YOUR OBJECTIVE »
Up to and including the line that contains "<point>65,306</point>", return every line from the start of the data, unchanged.

THE DATA »
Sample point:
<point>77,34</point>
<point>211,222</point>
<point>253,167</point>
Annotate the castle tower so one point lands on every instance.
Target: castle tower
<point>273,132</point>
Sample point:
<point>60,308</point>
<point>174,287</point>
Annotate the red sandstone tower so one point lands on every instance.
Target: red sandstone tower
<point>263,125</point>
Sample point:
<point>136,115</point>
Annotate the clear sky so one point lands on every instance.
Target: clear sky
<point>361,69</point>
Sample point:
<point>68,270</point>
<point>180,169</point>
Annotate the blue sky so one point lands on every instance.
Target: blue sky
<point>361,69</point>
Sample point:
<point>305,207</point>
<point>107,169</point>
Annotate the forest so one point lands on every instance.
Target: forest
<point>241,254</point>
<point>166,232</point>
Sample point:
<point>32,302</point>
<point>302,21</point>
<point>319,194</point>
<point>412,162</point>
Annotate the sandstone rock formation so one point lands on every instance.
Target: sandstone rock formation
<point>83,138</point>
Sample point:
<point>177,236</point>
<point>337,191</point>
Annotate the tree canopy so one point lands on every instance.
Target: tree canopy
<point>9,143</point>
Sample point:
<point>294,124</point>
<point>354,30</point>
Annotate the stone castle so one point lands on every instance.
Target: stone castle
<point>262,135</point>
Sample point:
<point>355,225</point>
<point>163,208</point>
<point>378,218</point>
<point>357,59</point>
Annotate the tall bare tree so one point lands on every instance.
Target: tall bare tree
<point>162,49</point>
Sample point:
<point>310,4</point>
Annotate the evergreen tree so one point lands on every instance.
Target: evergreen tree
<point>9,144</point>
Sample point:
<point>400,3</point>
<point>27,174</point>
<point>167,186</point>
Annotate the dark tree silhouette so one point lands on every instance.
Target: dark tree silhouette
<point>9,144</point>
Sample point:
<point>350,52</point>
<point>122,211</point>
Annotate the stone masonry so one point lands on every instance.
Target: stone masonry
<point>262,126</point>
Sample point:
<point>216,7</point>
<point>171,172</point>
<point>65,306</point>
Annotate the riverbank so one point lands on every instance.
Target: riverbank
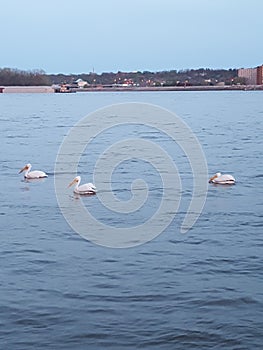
<point>50,89</point>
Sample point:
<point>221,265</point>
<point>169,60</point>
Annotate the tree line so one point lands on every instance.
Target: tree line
<point>201,76</point>
<point>16,77</point>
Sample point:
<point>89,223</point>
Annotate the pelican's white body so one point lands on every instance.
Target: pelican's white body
<point>224,179</point>
<point>35,174</point>
<point>87,188</point>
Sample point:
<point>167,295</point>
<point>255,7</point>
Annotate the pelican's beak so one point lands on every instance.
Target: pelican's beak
<point>72,183</point>
<point>212,178</point>
<point>23,169</point>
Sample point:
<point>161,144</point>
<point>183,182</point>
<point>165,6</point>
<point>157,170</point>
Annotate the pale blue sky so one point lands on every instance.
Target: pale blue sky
<point>110,35</point>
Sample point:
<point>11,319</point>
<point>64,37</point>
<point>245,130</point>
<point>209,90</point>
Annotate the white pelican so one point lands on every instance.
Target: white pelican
<point>225,179</point>
<point>36,174</point>
<point>88,188</point>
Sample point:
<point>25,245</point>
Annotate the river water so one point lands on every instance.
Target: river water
<point>199,290</point>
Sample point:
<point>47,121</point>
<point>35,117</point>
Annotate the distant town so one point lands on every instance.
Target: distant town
<point>15,80</point>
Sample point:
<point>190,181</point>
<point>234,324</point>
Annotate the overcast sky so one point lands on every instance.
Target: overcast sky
<point>65,36</point>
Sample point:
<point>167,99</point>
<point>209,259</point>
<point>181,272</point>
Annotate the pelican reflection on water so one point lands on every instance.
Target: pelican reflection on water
<point>35,174</point>
<point>224,179</point>
<point>87,188</point>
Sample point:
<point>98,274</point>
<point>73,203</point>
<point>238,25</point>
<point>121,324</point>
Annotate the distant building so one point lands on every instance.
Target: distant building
<point>253,76</point>
<point>81,83</point>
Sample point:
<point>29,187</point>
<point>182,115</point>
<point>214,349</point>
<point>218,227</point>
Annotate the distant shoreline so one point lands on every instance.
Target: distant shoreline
<point>175,88</point>
<point>49,89</point>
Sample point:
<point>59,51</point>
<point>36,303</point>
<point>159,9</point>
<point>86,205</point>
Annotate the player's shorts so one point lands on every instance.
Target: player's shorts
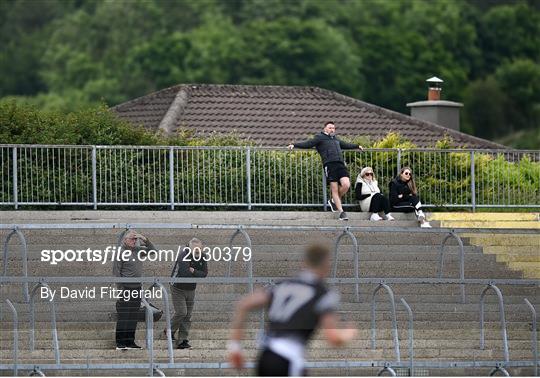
<point>335,170</point>
<point>272,364</point>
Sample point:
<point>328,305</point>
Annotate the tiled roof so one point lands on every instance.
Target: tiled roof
<point>278,115</point>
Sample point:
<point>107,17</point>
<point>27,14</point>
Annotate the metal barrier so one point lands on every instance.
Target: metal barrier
<point>452,234</point>
<point>534,336</point>
<point>24,252</point>
<point>411,336</point>
<point>394,321</point>
<point>499,368</point>
<point>15,336</point>
<point>150,339</point>
<point>355,251</point>
<point>53,321</point>
<point>240,231</point>
<point>502,319</point>
<point>174,176</point>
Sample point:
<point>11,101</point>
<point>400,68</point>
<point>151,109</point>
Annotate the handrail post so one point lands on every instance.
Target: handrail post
<point>15,337</point>
<point>394,320</point>
<point>452,234</point>
<point>94,176</point>
<point>53,321</point>
<point>24,257</point>
<point>122,235</point>
<point>150,339</point>
<point>15,177</point>
<point>248,176</point>
<point>498,368</point>
<point>240,231</point>
<point>473,183</point>
<point>167,319</point>
<point>502,319</point>
<point>347,232</point>
<point>171,176</point>
<point>325,192</point>
<point>534,340</point>
<point>157,371</point>
<point>411,337</point>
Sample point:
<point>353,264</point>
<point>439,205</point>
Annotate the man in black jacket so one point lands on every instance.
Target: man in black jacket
<point>190,263</point>
<point>329,147</point>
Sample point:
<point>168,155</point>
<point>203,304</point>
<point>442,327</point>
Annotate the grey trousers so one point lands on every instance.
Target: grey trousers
<point>183,301</point>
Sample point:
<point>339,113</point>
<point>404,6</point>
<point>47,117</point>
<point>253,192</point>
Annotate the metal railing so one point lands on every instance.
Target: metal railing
<point>392,302</point>
<point>253,176</point>
<point>154,367</point>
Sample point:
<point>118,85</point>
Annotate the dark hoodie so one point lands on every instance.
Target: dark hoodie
<point>398,187</point>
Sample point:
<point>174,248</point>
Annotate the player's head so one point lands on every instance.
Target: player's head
<point>329,127</point>
<point>317,259</point>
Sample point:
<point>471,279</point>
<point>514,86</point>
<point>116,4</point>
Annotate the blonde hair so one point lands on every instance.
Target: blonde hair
<point>366,170</point>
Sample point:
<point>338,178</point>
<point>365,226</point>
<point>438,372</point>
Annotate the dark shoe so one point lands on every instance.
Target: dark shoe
<point>332,205</point>
<point>183,345</point>
<point>165,335</point>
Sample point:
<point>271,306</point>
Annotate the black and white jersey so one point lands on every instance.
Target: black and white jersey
<point>296,306</point>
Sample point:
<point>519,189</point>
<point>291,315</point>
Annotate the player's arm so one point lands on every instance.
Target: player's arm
<point>258,299</point>
<point>336,336</point>
<point>307,144</point>
<point>349,146</point>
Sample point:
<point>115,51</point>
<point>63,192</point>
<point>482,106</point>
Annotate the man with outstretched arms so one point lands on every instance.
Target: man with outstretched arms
<point>330,148</point>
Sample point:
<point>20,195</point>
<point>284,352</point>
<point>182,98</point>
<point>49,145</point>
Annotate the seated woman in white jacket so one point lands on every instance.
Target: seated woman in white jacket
<point>371,199</point>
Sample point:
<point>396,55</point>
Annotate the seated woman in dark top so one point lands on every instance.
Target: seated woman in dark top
<point>404,196</point>
<point>371,199</point>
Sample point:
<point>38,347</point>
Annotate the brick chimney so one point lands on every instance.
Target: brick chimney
<point>435,110</point>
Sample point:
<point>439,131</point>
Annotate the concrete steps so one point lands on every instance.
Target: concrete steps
<point>444,329</point>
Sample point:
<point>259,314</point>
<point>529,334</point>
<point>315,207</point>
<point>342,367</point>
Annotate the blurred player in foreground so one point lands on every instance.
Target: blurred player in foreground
<point>296,307</point>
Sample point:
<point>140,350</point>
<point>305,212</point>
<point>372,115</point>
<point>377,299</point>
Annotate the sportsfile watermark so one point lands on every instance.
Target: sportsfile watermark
<point>120,254</point>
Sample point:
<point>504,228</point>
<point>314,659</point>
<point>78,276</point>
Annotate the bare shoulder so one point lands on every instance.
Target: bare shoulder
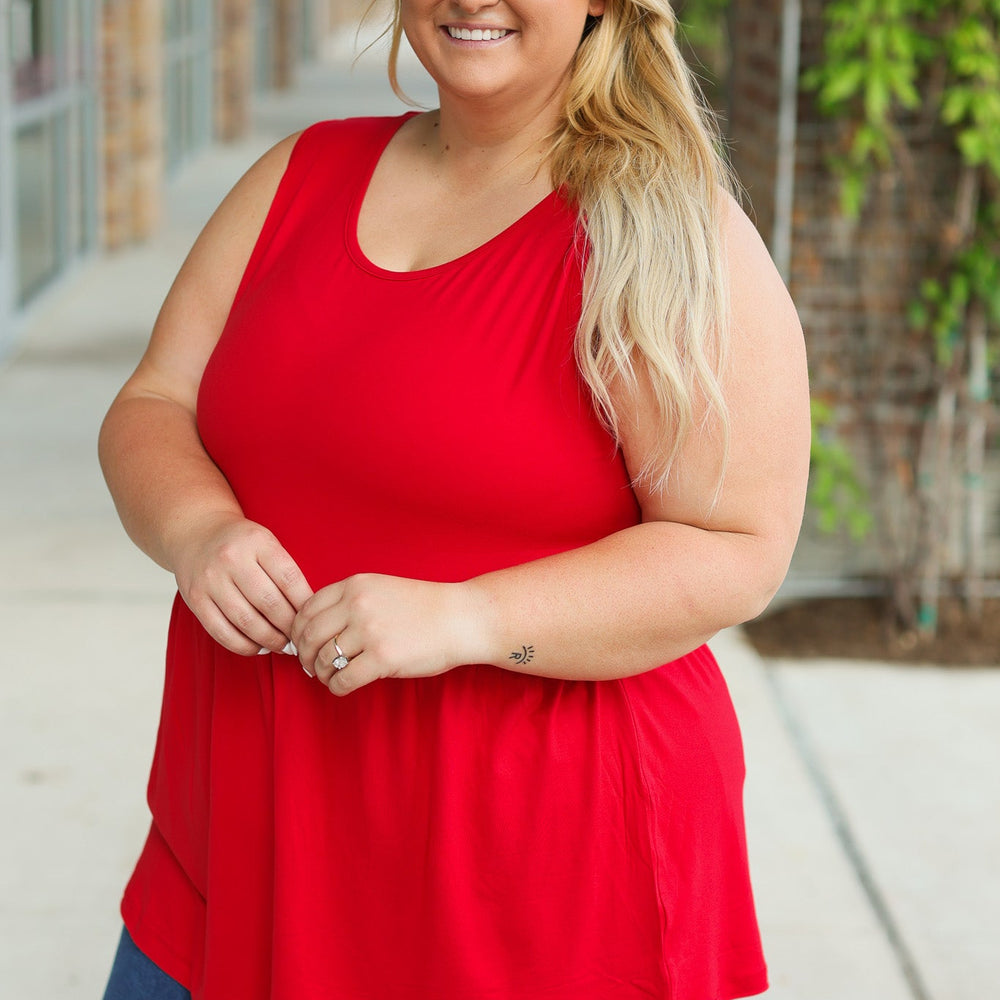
<point>765,387</point>
<point>194,312</point>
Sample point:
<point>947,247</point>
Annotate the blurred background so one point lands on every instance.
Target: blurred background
<point>866,137</point>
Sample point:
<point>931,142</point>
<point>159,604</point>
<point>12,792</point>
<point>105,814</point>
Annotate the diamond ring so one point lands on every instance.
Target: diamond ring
<point>341,660</point>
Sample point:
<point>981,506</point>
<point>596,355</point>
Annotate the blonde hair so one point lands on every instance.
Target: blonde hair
<point>639,153</point>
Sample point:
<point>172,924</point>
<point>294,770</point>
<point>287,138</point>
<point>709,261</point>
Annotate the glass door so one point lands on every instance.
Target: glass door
<point>187,28</point>
<point>51,152</point>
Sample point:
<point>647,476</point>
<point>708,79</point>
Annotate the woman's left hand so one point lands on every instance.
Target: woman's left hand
<point>386,626</point>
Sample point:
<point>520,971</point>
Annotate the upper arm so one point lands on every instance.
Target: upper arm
<point>765,386</point>
<point>194,312</point>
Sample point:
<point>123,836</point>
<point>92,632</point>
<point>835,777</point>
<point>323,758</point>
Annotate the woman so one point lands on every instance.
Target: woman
<point>492,416</point>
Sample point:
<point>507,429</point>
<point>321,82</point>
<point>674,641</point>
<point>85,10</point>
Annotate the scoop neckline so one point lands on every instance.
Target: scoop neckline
<point>362,260</point>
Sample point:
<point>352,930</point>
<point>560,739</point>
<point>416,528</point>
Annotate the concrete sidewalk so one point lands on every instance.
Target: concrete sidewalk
<point>873,799</point>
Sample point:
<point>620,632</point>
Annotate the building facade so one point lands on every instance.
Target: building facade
<point>853,281</point>
<point>102,100</point>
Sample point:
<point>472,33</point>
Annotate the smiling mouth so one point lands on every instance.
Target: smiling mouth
<point>477,34</point>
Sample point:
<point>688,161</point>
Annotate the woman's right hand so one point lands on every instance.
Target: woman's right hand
<point>240,583</point>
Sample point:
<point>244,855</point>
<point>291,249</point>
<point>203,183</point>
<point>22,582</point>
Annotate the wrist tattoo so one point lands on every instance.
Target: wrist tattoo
<point>523,655</point>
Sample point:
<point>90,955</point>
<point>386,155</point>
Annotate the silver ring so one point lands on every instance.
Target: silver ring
<point>341,660</point>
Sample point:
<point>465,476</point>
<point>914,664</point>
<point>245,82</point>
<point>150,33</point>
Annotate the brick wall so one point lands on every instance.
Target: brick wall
<point>852,279</point>
<point>753,116</point>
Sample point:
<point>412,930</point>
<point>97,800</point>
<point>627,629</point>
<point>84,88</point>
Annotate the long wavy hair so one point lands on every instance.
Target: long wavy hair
<point>640,154</point>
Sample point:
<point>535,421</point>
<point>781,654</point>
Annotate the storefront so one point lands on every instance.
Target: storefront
<point>187,84</point>
<point>48,139</point>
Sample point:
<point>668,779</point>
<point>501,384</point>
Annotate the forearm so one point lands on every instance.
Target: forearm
<point>161,478</point>
<point>627,603</point>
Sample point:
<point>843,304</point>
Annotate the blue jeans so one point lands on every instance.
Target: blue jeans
<point>135,977</point>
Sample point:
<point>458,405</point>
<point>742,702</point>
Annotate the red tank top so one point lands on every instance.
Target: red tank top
<point>482,834</point>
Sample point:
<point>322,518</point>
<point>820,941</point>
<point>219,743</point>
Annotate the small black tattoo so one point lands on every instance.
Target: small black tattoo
<point>523,655</point>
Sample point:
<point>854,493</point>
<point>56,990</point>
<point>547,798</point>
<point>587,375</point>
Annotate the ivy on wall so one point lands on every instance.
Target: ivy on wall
<point>886,61</point>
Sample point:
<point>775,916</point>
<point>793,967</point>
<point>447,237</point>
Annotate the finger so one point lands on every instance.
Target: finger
<point>323,600</point>
<point>248,620</point>
<point>359,672</point>
<point>222,630</point>
<point>321,617</point>
<point>286,575</point>
<point>262,594</point>
<point>328,656</point>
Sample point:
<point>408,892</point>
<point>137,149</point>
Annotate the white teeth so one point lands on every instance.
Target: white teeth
<point>477,34</point>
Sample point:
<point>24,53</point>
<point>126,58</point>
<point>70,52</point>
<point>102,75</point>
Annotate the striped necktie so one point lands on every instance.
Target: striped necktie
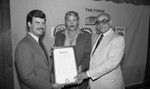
<point>98,42</point>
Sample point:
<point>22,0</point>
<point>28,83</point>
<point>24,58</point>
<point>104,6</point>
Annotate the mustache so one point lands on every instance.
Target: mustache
<point>71,26</point>
<point>40,28</point>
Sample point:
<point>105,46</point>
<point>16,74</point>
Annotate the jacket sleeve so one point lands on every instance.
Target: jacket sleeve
<point>26,69</point>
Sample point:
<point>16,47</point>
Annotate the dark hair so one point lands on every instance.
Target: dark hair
<point>108,16</point>
<point>34,13</point>
<point>69,13</point>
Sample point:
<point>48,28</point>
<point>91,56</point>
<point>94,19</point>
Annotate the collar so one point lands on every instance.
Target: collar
<point>107,32</point>
<point>35,37</point>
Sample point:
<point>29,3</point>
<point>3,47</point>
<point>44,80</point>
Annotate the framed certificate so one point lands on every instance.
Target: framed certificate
<point>65,68</point>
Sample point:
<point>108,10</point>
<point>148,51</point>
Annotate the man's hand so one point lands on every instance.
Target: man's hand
<point>57,86</point>
<point>79,69</point>
<point>80,77</point>
<point>60,27</point>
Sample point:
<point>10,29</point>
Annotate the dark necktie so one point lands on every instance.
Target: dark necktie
<point>42,46</point>
<point>99,40</point>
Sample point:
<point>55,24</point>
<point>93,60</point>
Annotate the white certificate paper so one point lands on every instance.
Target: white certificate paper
<point>64,65</point>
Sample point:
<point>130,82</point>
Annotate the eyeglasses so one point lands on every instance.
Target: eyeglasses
<point>103,22</point>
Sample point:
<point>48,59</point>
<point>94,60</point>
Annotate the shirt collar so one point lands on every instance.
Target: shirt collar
<point>35,37</point>
<point>107,32</point>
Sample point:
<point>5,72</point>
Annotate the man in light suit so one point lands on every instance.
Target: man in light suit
<point>32,61</point>
<point>73,36</point>
<point>105,70</point>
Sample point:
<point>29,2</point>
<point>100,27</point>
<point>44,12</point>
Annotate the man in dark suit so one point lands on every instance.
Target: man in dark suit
<point>72,35</point>
<point>32,61</point>
<point>107,52</point>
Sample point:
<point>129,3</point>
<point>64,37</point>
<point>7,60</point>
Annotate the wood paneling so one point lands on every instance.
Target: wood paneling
<point>6,60</point>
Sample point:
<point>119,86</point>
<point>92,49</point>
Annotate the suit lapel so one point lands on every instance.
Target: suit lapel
<point>38,47</point>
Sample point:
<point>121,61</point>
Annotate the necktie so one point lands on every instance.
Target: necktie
<point>42,46</point>
<point>99,40</point>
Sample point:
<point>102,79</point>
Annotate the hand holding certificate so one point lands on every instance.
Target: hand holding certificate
<point>64,65</point>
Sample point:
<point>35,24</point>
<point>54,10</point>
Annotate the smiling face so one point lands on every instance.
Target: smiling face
<point>103,23</point>
<point>37,27</point>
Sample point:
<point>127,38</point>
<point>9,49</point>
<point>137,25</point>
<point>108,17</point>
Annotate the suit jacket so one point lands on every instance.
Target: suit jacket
<point>32,65</point>
<point>105,70</point>
<point>82,47</point>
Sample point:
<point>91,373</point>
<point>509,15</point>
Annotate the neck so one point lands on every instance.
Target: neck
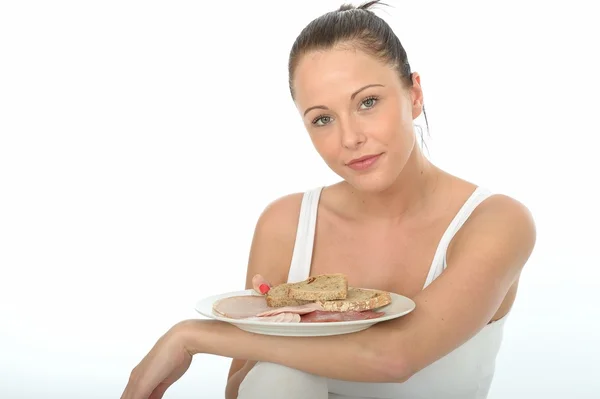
<point>406,195</point>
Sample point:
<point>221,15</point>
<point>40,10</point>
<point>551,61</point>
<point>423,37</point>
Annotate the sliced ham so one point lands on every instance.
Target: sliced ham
<point>279,318</point>
<point>301,309</point>
<point>254,307</point>
<point>318,316</point>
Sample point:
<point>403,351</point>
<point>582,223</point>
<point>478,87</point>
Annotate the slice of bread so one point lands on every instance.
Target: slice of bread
<point>358,299</point>
<point>278,297</point>
<point>324,287</point>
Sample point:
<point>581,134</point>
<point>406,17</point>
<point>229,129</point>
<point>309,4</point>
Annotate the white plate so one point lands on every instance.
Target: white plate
<point>400,306</point>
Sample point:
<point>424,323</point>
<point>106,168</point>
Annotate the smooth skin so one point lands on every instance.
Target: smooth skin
<point>380,227</point>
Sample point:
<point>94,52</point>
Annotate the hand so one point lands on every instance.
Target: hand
<point>166,362</point>
<point>260,285</point>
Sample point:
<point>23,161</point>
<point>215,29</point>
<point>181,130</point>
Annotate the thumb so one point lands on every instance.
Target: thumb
<point>260,284</point>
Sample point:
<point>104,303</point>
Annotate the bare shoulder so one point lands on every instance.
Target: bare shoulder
<point>499,225</point>
<point>273,240</point>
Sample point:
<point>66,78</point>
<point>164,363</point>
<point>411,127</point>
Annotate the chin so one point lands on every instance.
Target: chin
<point>375,182</point>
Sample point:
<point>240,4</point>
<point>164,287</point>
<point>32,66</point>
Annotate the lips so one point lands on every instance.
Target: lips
<point>364,162</point>
<point>362,159</point>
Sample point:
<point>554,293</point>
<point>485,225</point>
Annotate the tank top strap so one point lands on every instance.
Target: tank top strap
<point>305,236</point>
<point>439,259</point>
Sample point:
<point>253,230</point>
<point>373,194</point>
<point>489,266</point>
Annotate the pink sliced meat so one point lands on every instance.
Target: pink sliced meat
<point>279,318</point>
<point>318,316</point>
<point>300,309</point>
<point>241,307</point>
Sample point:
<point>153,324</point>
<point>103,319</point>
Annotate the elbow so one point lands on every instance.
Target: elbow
<point>391,365</point>
<point>395,369</point>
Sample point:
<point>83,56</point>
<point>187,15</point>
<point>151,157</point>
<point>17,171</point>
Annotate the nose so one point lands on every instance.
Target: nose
<point>352,136</point>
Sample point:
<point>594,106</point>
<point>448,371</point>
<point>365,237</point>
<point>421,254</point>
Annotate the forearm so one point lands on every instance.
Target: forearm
<point>354,357</point>
<point>234,382</point>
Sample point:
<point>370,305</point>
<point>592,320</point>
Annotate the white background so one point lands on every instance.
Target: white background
<point>139,142</point>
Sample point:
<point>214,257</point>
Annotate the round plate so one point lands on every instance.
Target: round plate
<point>400,306</point>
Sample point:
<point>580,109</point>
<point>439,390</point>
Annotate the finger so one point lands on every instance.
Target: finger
<point>260,284</point>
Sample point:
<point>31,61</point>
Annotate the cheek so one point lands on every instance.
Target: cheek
<point>326,145</point>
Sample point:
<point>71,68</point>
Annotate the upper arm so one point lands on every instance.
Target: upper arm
<point>272,247</point>
<point>483,262</point>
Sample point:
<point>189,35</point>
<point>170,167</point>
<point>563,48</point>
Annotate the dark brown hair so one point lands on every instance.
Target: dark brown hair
<point>353,26</point>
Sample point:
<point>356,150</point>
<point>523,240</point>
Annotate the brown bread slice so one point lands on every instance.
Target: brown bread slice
<point>278,297</point>
<point>358,299</point>
<point>324,287</point>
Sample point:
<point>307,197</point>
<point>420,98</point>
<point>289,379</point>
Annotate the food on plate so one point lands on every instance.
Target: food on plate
<point>325,287</point>
<point>290,303</point>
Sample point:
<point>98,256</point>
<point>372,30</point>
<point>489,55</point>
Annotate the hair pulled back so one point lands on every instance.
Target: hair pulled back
<point>354,26</point>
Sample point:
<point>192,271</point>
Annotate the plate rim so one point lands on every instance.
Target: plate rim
<point>251,292</point>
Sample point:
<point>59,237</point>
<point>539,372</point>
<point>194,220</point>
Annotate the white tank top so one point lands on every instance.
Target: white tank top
<point>465,373</point>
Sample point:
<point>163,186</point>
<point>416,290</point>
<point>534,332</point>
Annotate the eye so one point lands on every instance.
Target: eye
<point>323,119</point>
<point>369,102</point>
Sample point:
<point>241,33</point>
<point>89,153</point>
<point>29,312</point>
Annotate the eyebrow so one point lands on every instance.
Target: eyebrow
<point>351,97</point>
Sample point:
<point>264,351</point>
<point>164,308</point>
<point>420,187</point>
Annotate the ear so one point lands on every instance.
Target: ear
<point>416,95</point>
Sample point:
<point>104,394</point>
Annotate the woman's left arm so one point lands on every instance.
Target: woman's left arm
<point>484,261</point>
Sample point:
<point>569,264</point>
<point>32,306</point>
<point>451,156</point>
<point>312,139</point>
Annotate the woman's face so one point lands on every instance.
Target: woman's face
<point>354,106</point>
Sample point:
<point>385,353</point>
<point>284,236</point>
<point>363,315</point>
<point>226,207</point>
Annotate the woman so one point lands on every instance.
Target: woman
<point>395,222</point>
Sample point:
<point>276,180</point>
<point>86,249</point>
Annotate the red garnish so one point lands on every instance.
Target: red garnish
<point>264,288</point>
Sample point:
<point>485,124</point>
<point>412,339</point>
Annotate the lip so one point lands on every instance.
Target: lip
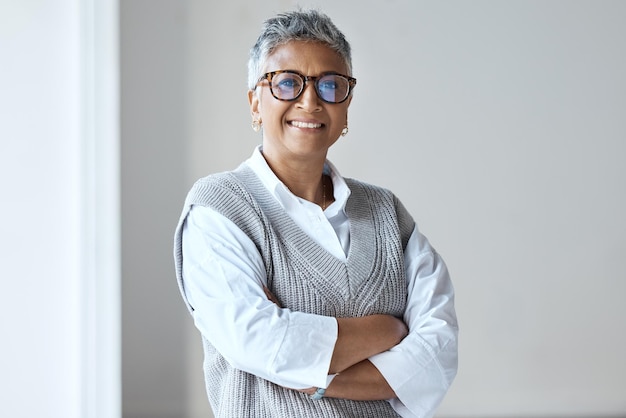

SOLUTION TO THE EXERCISE »
Sample point:
<point>77,34</point>
<point>211,222</point>
<point>253,167</point>
Annotate the castle tower so one point lands on every instance.
Target: castle tower
<point>273,132</point>
Sample point:
<point>60,308</point>
<point>174,287</point>
Annotate the red sandstone tower so one point lands on every instance.
Target: red sandstone tower
<point>263,125</point>
Sample point:
<point>136,115</point>
Annotate the clear sky so one point lands on every instance.
Target: clear sky
<point>361,69</point>
Sample point:
<point>68,270</point>
<point>180,169</point>
Annotate the blue sky so one point lands on every instance.
Target: blue sky
<point>361,69</point>
Sample point:
<point>305,207</point>
<point>107,169</point>
Annotate the forest so one point lands on every instance.
Target: forest
<point>241,254</point>
<point>166,232</point>
Sample point:
<point>32,302</point>
<point>302,21</point>
<point>319,194</point>
<point>412,162</point>
Annotate the sandstone rock formation so one point lands on every instance.
Target: sandstone rock formation
<point>83,138</point>
Sample point:
<point>177,236</point>
<point>337,191</point>
Annotate the tree canopy so one point lands on every instance.
Target: tree canopy
<point>9,143</point>
Sample point:
<point>294,124</point>
<point>354,30</point>
Annotate the stone castle so one point lands on every instance.
Target: stone castle
<point>262,135</point>
Sample point:
<point>355,225</point>
<point>163,208</point>
<point>378,218</point>
<point>357,59</point>
Annotate the tall bare tree so one point lands on every instance.
Target: tall bare tree
<point>162,49</point>
Sample point:
<point>310,4</point>
Annotate the evergreen tree so one point lands on every instance.
Target: evergreen tree
<point>9,144</point>
Sample point:
<point>400,3</point>
<point>27,174</point>
<point>167,186</point>
Annotate the dark tree silhouette so one point lands on every instance.
Target: dark tree silhouette
<point>9,144</point>
Sample point:
<point>350,52</point>
<point>122,211</point>
Annotate the stone masonry so one point lands on every instance.
Target: stone masonry
<point>262,126</point>
Sample point:
<point>216,7</point>
<point>171,172</point>
<point>65,306</point>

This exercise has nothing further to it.